CC6: Metabolic Diseases Flashcards
What is the mechanism behind MCAD deficiency? What are the symptoms?
MCAD deficiency means you can’t break down fatty acid chains longer than 8 carbons during fasting. Normally, the liver would take up FAs to generate ketones. Without this process, the brain becomes starved of ketones and so keeps using glucose, causing hypoglycemia, coma and eventually death.
Why is clinical presentation of MCAD often seen in the liver?
The liver takes up fatty acids during fasting to generate acetyl CoA which is diverted into ketone body synthesis. In MCAD, they can’t break down the fatty acids and so a build up of fatty deposits is often seen in the liver in cases of sudden deaths. Without ketone bodies, the brain is starved and becomes hypoketotic.
What is Jamaican vomiting sickness?
This is a disease caused by consuming unripe ackee fruit which poisons a key enzyme in B-oxidation, blocking the pathway. This presents in similar symptoms to MCAD deficiency but at a much faster rate.
What is the mechanism behind carnitine deficiencies? What are the symptoms?
This disease is due to a mutation in the carnitine transporter, preventing FA from being shuttled into the mitochondrial matrix. This results in FAs being stored in other organs, and thickening of the heart chambers because there’s less energy for the heart as well as reduced ketogenesis.
Muscle weakness is due to the muscles eventually requiring FAs to generate ATP, and many show hypoglycemia due to a compensatory shift to glucose metabolism that is to the detriment of the rest of the body.
Describe Zellwegers disease. What are the symptoms?
A defect in the import of proteins into the peroxisome, which catalyses the initial steps in oxidation of some FAs, causing hypotonia (poor muscle tone) and seizures, abnormal facial presentations, and usually death within months.
What are the mechanisms and symptoms of Type I von Glerke disease?
A deficiency in G-6-Pase (only in the liver ER), resulting in the liver and kidneys becoming enlarged due to excess glycogen that can’t be broken down because G-6-P isn’t active to increase blood glucose from glycogen.
This causes hypoglycemia, and the Cori cycle can’t function so lactate levels rise causing acidification of the blood.
What are the mechanisms and symptoms behind type III Cori’s disease?
A deficiency in the debranching enzyme which removes the branches from glycogen. This causes a build up of abnormal glycogen with lots of short branches that causes damage to organs, especially the liver and muscles.
Difficult to distinguish from type I von Glerke disease by physical examination.
What are the symptoms and mechanisms behind type V McArdle’s disease?
How can this disease be detected?
A muscle phosphorylase deficiency which means muscle glycogen can’t be broken down, but blood glucose and liver function isn’t compromised.
This results in enlarged glycogen granules in the muscle, but the muscle can’t then use the glycogen for ATP production in response to exercise, often causing painful cramps and exercise intolerance.

### Parts of the exercise:
(1) Recast the paragraph of the metabolic diseases flashcards beginning "This disease is due to a mutation in the carnitine transporter" as a short bulleted list that keeps its main facts.
(2) List every disease that has its own question in the metabolic diseases flashcards.
(3) According to the metabolic diseases flashcards, what causes Jamaican vomiting sickness?
Base your answers only on the metabolic diseases flashcards above.

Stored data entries

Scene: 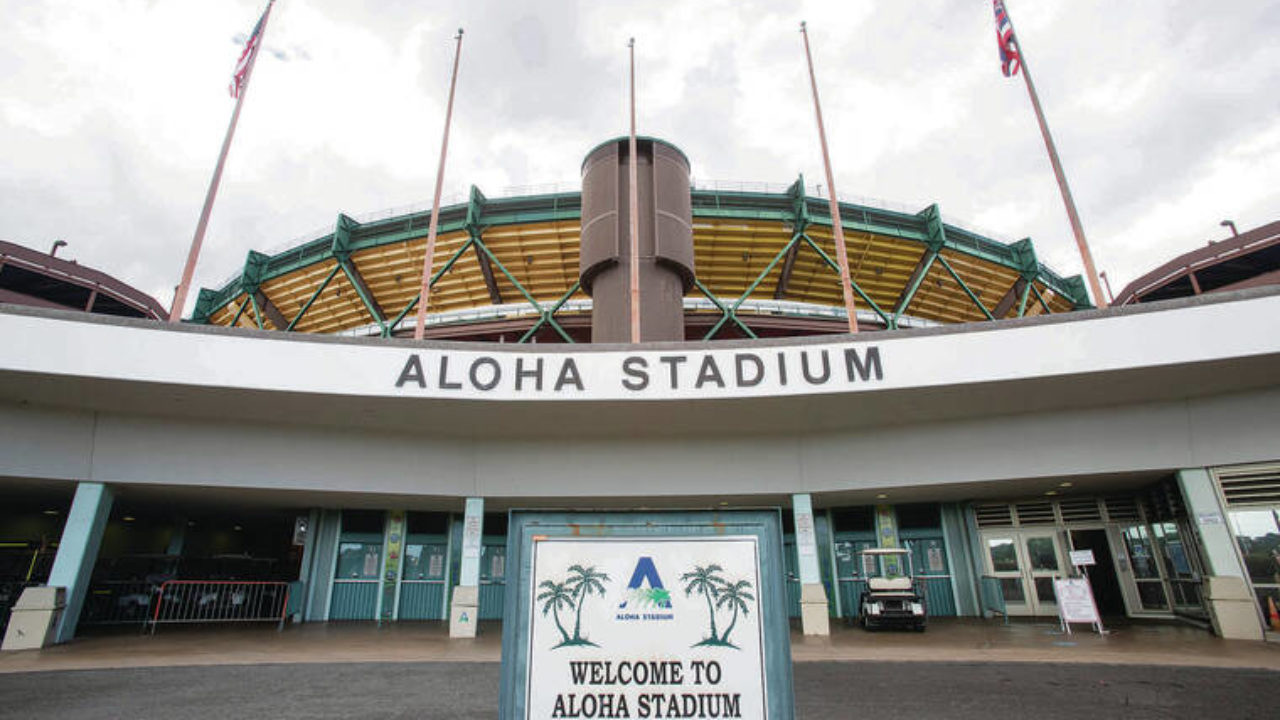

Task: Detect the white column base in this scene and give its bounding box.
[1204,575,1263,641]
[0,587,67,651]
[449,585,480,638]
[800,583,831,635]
--
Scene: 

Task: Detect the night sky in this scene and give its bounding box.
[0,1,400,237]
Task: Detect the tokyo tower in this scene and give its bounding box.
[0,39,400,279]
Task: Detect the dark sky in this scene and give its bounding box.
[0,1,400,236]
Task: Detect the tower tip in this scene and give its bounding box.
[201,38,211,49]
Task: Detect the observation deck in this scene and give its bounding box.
* * *
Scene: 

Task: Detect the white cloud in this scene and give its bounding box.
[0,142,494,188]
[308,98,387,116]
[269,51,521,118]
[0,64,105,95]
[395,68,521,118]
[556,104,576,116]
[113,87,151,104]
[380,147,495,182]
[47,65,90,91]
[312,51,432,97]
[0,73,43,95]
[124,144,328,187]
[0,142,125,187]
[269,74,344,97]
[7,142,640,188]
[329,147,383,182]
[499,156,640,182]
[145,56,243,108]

### Outputs in order:
(1)
- Cause: a mutation in the carnitine transporter stops fatty acids from being shuttled into the mitochondrial matrix.
- Fatty acids are instead stored in other organs.
- The heart chambers thicken because the heart has less energy.
- Ketogenesis is reduced.

(2)
- MCAD deficiency
- Jamaican vomiting sickness
- Carnitine deficiencies
- Zellwegers disease
- Type I von Glerke disease
- Type III Cori's disease
- Type V McArdle's disease

(3) Eating unripe ackee fruit, which poisons a key enzyme in B-oxidation.